=== Set of tasks ===
- a) Using the report on the Joplin tornado, explain in one to three sentences why that storm is compared to the June 1953 tornado in Flint, Mich.
- b) Go on with the report on the Joplin tornado, starting after its final sentence.

At daybreak, the city's south side emerged from darkness as a barren, smoky wasteland.

"I've never seen such devastation - just block upon block upon block of homes just completely gone," said Gary Burton, a former state legislator, who showed up to help at a volunteer center at Missouri Southern State University.

Unlike the multiple storms that killed more than 300 people last month across the South, Joplin was smashed by just one exceptionally powerful tornado.

Not since a June 1953 tornado in Flint, Mich., had a single twister been so deadly. That storm killed 116, according to the National Weather Service.

Authorities were prepared to find more bodies in the rubble throughout this blue-collar town of 50,000 people 160 miles south of Kansas City.

Gov. Jay Nixon, who received a phone call from the traveling President Obama offering condolences and pledging help, said he did not want to guess how high the death toll would eventually climb. But he said: "Clearly, it's on its way up."

=== Listed records ===

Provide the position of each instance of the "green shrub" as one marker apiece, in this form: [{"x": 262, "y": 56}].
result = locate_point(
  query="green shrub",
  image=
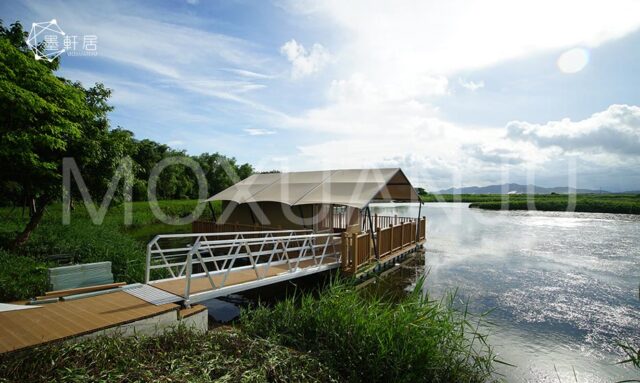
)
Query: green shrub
[
  {"x": 21, "y": 277},
  {"x": 369, "y": 339}
]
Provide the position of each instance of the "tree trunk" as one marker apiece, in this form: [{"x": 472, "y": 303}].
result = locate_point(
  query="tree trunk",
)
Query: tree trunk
[{"x": 34, "y": 220}]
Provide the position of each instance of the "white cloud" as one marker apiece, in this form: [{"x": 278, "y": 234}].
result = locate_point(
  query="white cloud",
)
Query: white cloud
[
  {"x": 615, "y": 130},
  {"x": 447, "y": 37},
  {"x": 175, "y": 143},
  {"x": 259, "y": 132},
  {"x": 303, "y": 62},
  {"x": 470, "y": 85}
]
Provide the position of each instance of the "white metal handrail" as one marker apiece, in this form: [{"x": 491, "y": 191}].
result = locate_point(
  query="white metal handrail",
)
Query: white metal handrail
[{"x": 226, "y": 255}]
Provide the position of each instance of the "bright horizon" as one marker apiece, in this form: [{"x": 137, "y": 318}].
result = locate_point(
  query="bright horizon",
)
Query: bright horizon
[{"x": 454, "y": 94}]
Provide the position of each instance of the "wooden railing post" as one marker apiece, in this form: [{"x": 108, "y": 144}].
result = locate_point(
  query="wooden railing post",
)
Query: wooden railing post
[
  {"x": 354, "y": 247},
  {"x": 344, "y": 256}
]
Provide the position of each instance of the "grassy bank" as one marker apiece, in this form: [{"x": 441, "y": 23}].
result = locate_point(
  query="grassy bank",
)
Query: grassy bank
[
  {"x": 368, "y": 338},
  {"x": 177, "y": 356},
  {"x": 592, "y": 203},
  {"x": 338, "y": 335},
  {"x": 23, "y": 271}
]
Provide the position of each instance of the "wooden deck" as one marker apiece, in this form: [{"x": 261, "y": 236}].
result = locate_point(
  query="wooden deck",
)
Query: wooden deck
[
  {"x": 201, "y": 284},
  {"x": 62, "y": 320}
]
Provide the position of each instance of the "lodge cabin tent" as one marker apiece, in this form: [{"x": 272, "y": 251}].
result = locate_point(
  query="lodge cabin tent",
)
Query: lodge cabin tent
[{"x": 311, "y": 200}]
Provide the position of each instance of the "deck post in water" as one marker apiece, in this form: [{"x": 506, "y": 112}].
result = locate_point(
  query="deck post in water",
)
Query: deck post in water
[
  {"x": 213, "y": 212},
  {"x": 375, "y": 245},
  {"x": 418, "y": 225}
]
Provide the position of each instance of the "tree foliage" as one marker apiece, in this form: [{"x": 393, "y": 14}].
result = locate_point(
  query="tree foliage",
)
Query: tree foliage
[{"x": 45, "y": 118}]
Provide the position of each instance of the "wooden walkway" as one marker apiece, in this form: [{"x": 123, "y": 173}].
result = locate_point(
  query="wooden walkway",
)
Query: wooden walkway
[
  {"x": 236, "y": 278},
  {"x": 63, "y": 320}
]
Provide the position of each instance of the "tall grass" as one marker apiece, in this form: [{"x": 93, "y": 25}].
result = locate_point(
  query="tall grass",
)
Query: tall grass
[
  {"x": 372, "y": 339},
  {"x": 176, "y": 356},
  {"x": 592, "y": 203}
]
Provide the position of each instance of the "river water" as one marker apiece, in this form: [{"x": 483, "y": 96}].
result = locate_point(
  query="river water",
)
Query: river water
[{"x": 563, "y": 287}]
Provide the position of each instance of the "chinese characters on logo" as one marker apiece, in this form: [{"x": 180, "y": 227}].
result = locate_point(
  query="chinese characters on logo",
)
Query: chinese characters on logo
[{"x": 48, "y": 41}]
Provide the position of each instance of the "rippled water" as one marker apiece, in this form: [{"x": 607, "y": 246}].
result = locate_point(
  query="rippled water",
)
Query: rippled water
[{"x": 563, "y": 286}]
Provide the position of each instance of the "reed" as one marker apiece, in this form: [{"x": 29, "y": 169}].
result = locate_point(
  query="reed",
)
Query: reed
[
  {"x": 369, "y": 338},
  {"x": 179, "y": 355}
]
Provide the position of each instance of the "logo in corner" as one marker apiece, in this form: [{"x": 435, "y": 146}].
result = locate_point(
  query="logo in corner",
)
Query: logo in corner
[
  {"x": 48, "y": 41},
  {"x": 44, "y": 38}
]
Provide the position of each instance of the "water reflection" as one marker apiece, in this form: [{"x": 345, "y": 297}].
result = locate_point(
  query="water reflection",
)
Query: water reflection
[{"x": 564, "y": 286}]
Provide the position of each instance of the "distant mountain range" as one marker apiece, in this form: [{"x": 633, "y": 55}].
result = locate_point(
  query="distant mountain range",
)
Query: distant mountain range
[{"x": 514, "y": 188}]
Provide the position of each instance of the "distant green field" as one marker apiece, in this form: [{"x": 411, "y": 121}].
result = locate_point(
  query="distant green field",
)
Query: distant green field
[{"x": 592, "y": 203}]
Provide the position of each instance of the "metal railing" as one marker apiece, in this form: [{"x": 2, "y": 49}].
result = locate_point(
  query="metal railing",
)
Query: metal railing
[{"x": 216, "y": 256}]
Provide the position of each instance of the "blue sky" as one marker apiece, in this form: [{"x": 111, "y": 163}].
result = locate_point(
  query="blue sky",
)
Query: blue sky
[{"x": 456, "y": 93}]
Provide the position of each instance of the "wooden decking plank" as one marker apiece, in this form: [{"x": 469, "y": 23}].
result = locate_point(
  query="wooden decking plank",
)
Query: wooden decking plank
[
  {"x": 201, "y": 284},
  {"x": 56, "y": 321}
]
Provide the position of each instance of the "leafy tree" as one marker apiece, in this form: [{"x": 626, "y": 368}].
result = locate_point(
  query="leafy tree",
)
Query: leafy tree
[{"x": 44, "y": 118}]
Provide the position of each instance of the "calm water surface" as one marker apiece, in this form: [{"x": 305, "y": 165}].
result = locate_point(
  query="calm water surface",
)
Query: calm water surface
[{"x": 563, "y": 286}]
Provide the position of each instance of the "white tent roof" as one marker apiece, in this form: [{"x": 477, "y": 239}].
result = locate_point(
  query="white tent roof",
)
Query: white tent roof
[{"x": 352, "y": 187}]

=== Your responses ===
- a) Joplin was hit by one exceptionally powerful tornado rather than by several storms. No single twister since the June 1953 Flint tornado had been so deadly. The Flint storm killed 116 people, according to the National Weather Service.

- b)
By evening, 17 people were pulled alive from the rubble. Local news reports said more than 1,000 had sought treatment at hospitals.

While many residents had up to 17 minutes of warning, rain and hail may have drowned out the sirens.

Larry Bruffy said he heard the first warning but looked out from his garage and saw nothing. "Five minutes later, the second warning went off," he said. "By the time we tried to get under the house, it already went over us."

As rescuers toiled in the debris, a thunderstorm lashed the city. Rescue crews had to move gingerly around downed power lines and chunks of debris as they looked for victims and hoped for survivors. Fires, gas fumes, and unstable buildings posed constant threats.

Teams of searchers fanned out in waves across several square miles. The groups went door to door, making quick checks of property that in many places had been stripped to their foundations or had walls collapse.

National Weather Service Director Jack Hayes said the storm was preliminarily labeled an EF4 - the second-highest rating assigned to twisters based on the damage they cause.

Hayes said the storm had winds of 190 to 198 m.p.h. At times, it was three-quarters of a mile wide.

Some of the most startling damage was at St. John's Regional Medical Center, where staff had only moments to hustle their patients into hallways. Six people died there, five patients and one visitor.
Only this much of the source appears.